(Point-per-instance localization data)
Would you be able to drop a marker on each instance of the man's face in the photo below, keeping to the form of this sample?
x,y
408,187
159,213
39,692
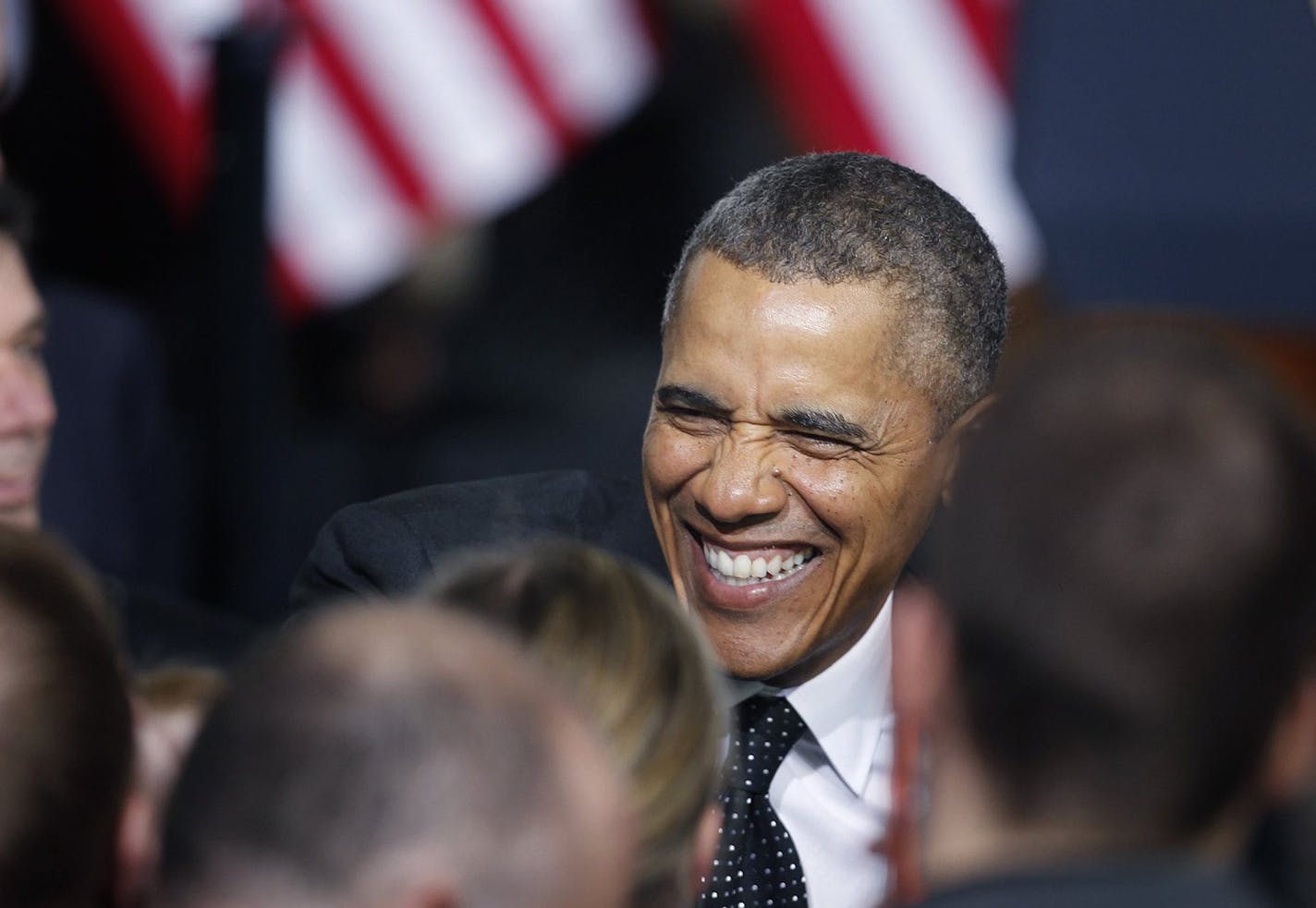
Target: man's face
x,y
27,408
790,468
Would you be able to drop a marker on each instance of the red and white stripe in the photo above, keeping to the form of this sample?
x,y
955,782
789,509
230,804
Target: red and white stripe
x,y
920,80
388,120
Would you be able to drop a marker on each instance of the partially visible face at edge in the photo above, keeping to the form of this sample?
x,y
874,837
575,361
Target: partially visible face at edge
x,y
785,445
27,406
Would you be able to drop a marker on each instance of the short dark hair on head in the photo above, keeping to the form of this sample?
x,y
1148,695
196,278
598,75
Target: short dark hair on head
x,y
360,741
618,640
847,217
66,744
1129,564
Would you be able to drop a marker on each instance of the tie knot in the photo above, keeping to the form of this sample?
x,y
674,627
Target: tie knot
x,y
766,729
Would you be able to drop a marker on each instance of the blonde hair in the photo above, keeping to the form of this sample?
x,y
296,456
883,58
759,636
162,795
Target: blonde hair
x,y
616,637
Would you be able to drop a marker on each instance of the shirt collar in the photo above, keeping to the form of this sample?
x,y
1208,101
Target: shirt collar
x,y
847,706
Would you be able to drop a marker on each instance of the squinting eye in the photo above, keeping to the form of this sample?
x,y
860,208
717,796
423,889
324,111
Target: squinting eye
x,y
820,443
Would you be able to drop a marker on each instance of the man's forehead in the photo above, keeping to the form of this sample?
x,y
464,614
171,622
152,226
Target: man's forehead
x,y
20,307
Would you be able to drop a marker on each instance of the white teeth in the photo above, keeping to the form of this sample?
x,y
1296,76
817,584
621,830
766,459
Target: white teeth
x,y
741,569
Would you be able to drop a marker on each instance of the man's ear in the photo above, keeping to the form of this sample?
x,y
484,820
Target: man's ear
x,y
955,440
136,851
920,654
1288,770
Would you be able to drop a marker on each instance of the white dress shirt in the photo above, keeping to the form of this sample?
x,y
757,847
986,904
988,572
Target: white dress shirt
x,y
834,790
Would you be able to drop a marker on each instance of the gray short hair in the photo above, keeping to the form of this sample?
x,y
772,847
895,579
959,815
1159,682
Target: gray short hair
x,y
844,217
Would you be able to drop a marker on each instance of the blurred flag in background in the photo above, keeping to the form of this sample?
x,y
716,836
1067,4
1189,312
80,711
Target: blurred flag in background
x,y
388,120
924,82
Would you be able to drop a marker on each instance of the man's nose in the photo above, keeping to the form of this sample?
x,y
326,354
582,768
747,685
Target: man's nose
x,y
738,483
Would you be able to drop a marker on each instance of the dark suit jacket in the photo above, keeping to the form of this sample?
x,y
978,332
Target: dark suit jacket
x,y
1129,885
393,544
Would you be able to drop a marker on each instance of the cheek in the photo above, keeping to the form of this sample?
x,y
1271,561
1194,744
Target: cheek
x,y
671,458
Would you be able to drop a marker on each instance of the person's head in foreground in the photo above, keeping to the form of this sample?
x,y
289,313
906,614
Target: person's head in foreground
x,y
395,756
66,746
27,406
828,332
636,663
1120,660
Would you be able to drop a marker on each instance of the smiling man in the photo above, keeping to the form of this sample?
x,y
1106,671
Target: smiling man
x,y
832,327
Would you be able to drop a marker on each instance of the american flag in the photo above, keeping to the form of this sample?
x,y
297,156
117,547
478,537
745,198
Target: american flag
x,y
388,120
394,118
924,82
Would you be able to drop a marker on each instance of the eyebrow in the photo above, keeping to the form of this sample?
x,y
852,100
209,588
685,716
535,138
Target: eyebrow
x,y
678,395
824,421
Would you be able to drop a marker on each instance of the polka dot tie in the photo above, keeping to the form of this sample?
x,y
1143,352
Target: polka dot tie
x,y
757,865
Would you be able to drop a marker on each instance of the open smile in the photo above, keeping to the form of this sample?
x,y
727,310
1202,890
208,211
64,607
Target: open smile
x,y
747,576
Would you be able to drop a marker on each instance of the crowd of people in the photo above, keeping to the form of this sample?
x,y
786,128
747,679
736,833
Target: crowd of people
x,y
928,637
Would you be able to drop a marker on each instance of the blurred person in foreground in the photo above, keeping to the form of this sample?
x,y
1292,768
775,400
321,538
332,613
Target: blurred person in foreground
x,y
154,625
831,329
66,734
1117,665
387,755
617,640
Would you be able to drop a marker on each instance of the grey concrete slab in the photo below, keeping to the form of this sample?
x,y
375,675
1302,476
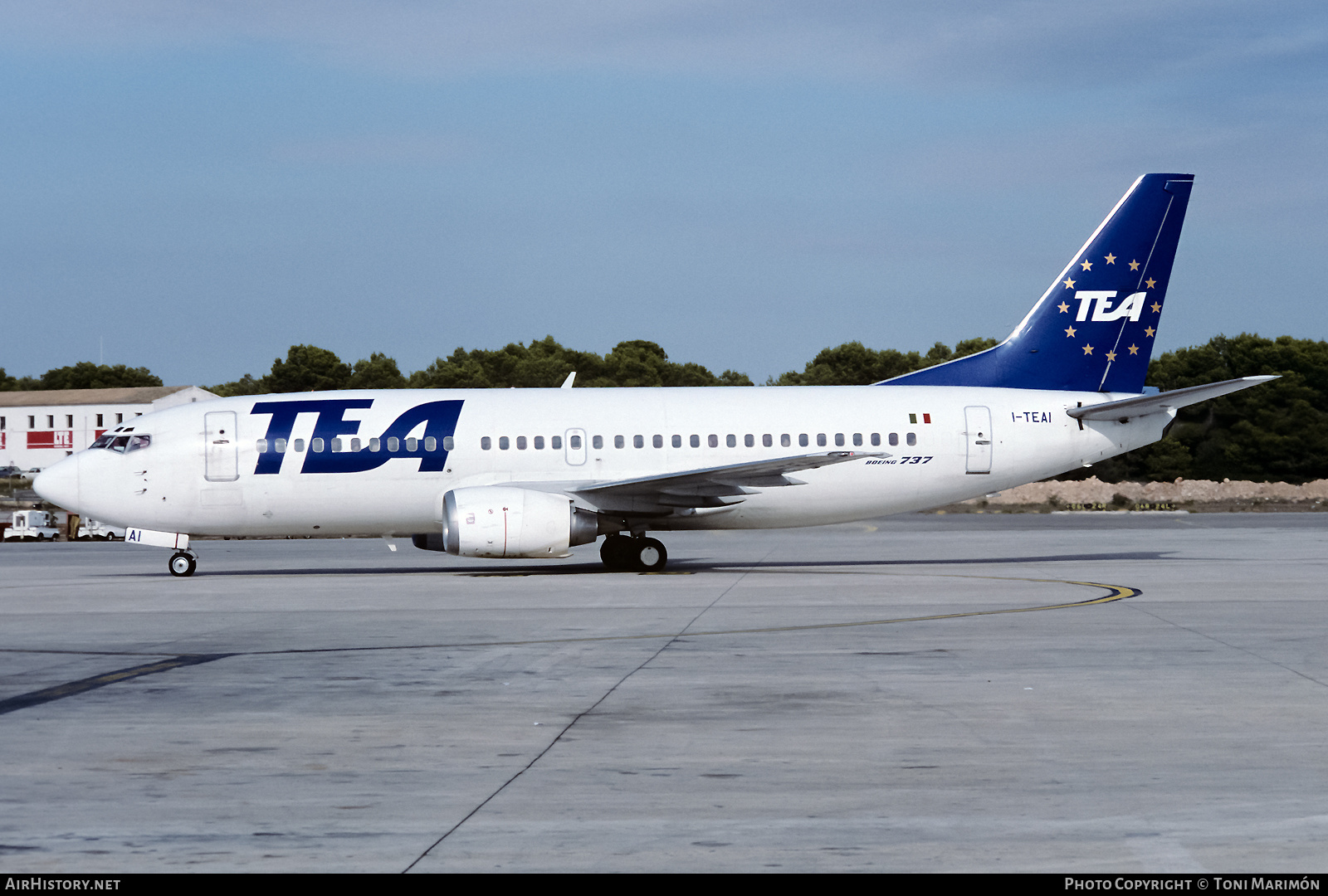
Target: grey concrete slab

» **Task prompt**: Which lines run from the one that holds "Target: smiling man" to the final line of the records above? Return them exactly, and skip the pictures.

» **Output**:
Target: smiling man
x,y
832,327
Would you be able to drop a marker on each instance of the american flag in the photo above, keeping to the form of this sample?
x,y
297,156
117,547
478,537
745,198
Target: american flag
x,y
388,120
394,118
924,82
Would you be able to drop a marker on each instance of the eyebrow in the photo above, keeping to the form of this sample?
x,y
852,100
209,588
685,716
535,138
Target: eyebrow
x,y
678,395
824,421
Would you be able to drop a marker on each instance of the polka dot tie in the photo above, keeping to the form of this sample?
x,y
1143,352
Target: polka dot tie
x,y
757,865
Would you be able to drop a marker on each instance of the open smile in the photo above, keeping to the form of this sample?
x,y
727,310
1202,890
208,211
64,607
Target: open smile
x,y
747,576
Would you be able to drop a marker on each instance of the crowd of people in the photo above, keeping to the form of this sample?
x,y
786,128
747,679
736,833
Target: crowd of people
x,y
928,637
Would you be able to drop a marker on each instance of the blurred person in foreground in the photo above, keeping to the form of this sample?
x,y
1292,768
775,400
321,538
332,613
Target: blurred person in foreground
x,y
154,625
831,329
66,734
1117,665
387,755
617,640
Would you be able to drop a marker on each instance of the grey concrete slab in the photo below, keeping to the form of this sample?
x,y
375,675
1302,476
Target: grey concrete slab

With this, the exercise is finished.